**PROBLEM**
Answer these from the article on the DEA prescription drug take-back day:
(a) How many pounds of prescription medications were collected in New York State on April 27th?
(b) Who is the DEA Special Agent in Charge quoted in the article?
(c) At how many locations in New York State did members of the public take part?

**PASSAGE TO READ**
DEA Collected A Record Amount Of Unwanted Rx Medication In The State Of New York
NEW YORK - The United States Drug Enforcement Administration’(DEA’s) Sixth National Prescription Drug Take-Back Day this past Saturday collected 50 percent more pills nationally and 55 percent more in New York State than last September, demonstrating the American public’s continued appreciation and need for the opportunity to discard unwanted, unused and expired prescription drugs from medicine cabinets, bedside tables, and kitchen drawers.
On April 27th, 55,146 pounds of prescription medications were collected in New York State from members of the public making a total of 742,497 pounds collected nationally. In New York State the collection will be incinerated at an ‘energy-from-waste’ facility which is an environmentally safe method for disposal.
DEA Special Agent in Charge Brian R. Crowell stated, “This year, New Yorkers from Montauk to Niagara Falls embraced the opportunity to discard over 55,000 pounds of unused and expired prescription medications lingering in medicine cabinets. On a daily basis, New Yorkers misuse diverted pain medication, not knowing how it could affect them. Experimenting with and abusing prescription medication has resulted in too many overdose deaths among our youth and this record breaking amount of medication collected has been disposed of in an environmentally safe manner while simultaneously cutting off a source of supply for those who abuse prescription medication.” SAC Crowell would like to thank members of the public at more than 400 locations throughout the State of New York, manned by hundreds of state, federal, local, and tribal law enforcement agencies and long term care facilities that partnered with DEA on the event.
The National Prescription Drug Take-Back Day aims to provide a safe, convenient, and responsible means of disposing of prescription drugs, while also educating the general public about the potential for abuse of medications.

**RECORDED INFORMATION**
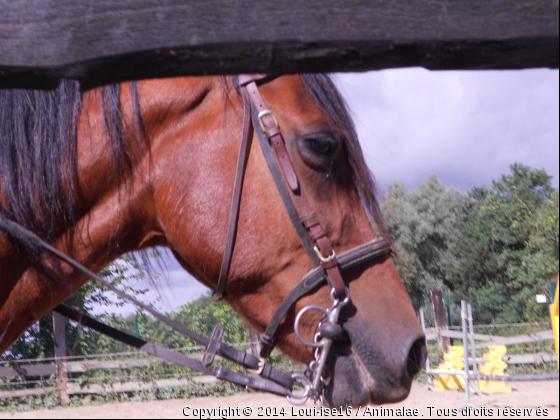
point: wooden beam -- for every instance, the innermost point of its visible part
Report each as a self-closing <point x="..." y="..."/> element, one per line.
<point x="106" y="41"/>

**RESULT FOR THIS TASK**
(a) 55,146 pounds
(b) Brian R. Crowell
(c) More than 400